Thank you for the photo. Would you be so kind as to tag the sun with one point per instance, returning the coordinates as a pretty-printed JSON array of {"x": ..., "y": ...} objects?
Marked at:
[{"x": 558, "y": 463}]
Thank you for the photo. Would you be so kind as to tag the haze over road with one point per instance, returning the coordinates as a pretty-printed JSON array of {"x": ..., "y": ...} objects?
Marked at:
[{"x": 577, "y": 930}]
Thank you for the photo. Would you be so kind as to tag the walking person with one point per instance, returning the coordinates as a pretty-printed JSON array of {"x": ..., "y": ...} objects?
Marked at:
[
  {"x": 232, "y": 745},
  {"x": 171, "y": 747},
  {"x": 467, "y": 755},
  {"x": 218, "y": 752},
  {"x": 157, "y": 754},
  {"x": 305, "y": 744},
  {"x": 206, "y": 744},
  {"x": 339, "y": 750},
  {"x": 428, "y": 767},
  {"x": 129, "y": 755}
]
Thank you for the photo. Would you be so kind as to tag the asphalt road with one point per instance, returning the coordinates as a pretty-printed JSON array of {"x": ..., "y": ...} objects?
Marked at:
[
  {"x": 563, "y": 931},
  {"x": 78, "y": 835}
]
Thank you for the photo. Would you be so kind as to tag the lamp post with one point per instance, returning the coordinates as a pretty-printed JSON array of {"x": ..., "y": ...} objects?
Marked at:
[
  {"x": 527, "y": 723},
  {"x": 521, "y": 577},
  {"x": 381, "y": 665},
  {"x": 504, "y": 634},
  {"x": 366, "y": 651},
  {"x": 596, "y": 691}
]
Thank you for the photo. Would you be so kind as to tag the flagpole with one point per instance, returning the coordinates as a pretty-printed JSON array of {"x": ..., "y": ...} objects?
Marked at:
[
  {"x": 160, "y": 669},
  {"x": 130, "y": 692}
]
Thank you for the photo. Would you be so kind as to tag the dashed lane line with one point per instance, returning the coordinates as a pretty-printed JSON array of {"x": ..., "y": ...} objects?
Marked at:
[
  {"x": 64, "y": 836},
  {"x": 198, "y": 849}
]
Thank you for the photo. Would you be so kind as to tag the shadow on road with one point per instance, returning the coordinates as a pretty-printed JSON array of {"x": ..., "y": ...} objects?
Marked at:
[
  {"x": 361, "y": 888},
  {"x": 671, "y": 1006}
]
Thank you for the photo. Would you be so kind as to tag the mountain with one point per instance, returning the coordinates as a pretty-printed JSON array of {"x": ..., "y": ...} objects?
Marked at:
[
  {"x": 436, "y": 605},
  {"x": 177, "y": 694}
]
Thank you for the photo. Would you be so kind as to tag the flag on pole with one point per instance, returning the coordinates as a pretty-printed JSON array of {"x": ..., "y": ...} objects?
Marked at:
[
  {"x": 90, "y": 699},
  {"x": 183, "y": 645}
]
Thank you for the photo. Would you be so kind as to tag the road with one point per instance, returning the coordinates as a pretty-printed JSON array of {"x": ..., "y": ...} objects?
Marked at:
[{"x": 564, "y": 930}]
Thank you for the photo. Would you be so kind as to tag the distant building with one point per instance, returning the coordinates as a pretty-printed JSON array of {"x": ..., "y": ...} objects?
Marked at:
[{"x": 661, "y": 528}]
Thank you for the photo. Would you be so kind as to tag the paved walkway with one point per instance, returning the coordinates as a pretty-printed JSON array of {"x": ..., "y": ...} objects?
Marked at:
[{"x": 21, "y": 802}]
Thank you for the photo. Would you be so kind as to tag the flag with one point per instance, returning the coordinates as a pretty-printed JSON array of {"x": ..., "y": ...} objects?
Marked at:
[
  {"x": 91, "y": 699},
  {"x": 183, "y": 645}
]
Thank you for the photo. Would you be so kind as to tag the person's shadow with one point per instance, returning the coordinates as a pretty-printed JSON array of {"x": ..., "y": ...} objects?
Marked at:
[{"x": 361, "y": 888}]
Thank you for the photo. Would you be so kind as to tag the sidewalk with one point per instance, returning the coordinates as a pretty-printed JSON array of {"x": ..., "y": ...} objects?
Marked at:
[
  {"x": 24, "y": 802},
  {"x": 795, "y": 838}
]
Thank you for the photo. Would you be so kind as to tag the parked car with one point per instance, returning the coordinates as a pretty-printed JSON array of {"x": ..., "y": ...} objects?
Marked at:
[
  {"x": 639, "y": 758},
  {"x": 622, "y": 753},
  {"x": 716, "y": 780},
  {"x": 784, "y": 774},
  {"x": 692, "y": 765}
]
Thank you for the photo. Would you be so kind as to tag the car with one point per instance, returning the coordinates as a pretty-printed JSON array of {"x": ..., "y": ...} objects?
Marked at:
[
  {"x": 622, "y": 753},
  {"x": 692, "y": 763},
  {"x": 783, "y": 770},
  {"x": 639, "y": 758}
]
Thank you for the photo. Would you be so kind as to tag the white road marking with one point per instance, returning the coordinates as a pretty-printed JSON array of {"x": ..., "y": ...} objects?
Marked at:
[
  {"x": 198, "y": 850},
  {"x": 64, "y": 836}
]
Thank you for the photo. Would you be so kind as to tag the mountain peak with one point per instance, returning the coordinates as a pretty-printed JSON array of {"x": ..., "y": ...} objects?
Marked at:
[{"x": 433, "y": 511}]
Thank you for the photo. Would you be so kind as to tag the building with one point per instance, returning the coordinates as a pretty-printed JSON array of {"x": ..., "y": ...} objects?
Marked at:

▸ **INSTRUCTIONS TO FOLLOW**: If a line of the data contains the word "person", it counts toward the total; state that total alone.

▸ **ANSWER TO THIS PROBLEM**: 2